**EXERCISE DESCRIPTION**
Every line of the entries below from the one containing "Identify the treeline" to the one containing "Identify the pine", both ends included, must be written out exactly. No other line belongs in the answer.

WORKING DATA section start

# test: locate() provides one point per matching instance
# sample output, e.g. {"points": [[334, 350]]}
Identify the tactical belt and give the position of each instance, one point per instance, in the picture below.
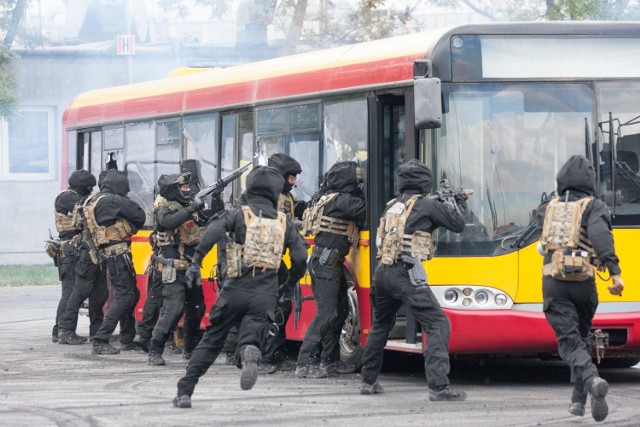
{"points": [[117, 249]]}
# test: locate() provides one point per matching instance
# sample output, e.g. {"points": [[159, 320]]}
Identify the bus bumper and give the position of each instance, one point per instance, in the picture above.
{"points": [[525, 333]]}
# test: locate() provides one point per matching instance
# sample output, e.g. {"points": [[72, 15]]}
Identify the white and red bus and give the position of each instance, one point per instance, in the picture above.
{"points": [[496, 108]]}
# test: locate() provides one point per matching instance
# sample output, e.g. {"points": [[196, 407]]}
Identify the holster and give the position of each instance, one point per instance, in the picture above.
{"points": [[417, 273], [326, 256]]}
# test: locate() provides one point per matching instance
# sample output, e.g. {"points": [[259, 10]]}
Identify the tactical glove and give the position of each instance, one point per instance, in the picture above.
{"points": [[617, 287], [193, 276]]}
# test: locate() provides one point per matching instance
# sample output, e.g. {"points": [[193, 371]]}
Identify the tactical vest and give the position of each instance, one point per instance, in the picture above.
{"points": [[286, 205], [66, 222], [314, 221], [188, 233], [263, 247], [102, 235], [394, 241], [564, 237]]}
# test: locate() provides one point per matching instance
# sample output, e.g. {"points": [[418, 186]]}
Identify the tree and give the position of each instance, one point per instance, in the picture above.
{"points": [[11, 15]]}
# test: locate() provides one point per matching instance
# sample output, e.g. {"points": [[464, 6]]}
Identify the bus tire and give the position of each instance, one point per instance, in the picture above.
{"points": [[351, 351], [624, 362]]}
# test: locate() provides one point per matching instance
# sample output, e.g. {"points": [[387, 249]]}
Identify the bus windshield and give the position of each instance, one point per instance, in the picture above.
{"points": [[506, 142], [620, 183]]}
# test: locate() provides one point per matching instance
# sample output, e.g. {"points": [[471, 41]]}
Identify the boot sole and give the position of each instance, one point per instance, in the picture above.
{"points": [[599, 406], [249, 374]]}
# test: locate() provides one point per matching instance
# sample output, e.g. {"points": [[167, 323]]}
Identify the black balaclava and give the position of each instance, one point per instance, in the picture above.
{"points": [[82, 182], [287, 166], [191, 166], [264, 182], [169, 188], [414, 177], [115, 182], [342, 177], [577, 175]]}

WORKING DATA section end
WORKING DATA section start

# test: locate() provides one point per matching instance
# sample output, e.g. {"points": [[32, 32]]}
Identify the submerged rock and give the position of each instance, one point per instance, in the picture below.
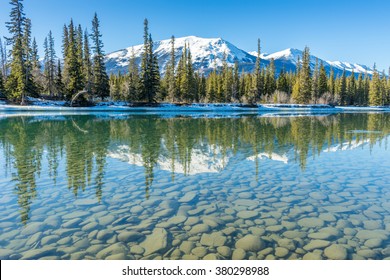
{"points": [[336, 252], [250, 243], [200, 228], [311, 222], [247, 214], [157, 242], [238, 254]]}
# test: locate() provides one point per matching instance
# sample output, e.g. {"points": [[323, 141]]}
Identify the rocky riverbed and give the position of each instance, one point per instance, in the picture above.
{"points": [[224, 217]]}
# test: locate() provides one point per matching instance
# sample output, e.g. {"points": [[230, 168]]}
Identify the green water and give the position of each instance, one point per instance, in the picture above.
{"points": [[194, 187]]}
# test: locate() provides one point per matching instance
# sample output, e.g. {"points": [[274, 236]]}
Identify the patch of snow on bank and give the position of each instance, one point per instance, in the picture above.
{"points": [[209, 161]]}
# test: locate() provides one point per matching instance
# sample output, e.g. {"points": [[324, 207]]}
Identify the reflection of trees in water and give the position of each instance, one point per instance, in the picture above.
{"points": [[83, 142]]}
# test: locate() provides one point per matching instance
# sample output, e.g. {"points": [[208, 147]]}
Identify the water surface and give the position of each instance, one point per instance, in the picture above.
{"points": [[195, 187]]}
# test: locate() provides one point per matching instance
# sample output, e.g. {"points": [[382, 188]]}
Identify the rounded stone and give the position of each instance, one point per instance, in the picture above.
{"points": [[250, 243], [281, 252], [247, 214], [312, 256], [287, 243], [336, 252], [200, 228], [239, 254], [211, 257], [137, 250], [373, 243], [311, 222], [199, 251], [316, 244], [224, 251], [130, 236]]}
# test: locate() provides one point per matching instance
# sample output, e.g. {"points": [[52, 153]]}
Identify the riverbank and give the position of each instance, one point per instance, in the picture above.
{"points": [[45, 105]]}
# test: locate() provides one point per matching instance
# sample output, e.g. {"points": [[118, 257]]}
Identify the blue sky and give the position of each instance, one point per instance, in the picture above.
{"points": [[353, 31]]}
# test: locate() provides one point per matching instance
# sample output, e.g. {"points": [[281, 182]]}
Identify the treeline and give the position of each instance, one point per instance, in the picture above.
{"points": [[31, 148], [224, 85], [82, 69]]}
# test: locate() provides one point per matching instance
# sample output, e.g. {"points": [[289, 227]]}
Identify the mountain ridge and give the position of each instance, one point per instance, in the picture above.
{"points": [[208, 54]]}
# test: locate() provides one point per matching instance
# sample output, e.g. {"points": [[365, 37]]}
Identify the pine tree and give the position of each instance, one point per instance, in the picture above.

WORKING DATA section end

**RESPONSE BELOW**
Identify the treeline and give the position of each instance, one point per instance, in the picture above.
{"points": [[31, 148], [224, 85], [82, 69]]}
# test: locate() provides one point per matching instance
# sample output, e.g. {"points": [[289, 227]]}
Identify the mountain ridge and give the position of each instance, one point per instance, in the picture above.
{"points": [[208, 54]]}
# test: locate() provides one point per matching instance
# sample output, e.g. {"points": [[365, 37]]}
Identify the pine tree and give the position of each instance, one point per instance, in the picture above.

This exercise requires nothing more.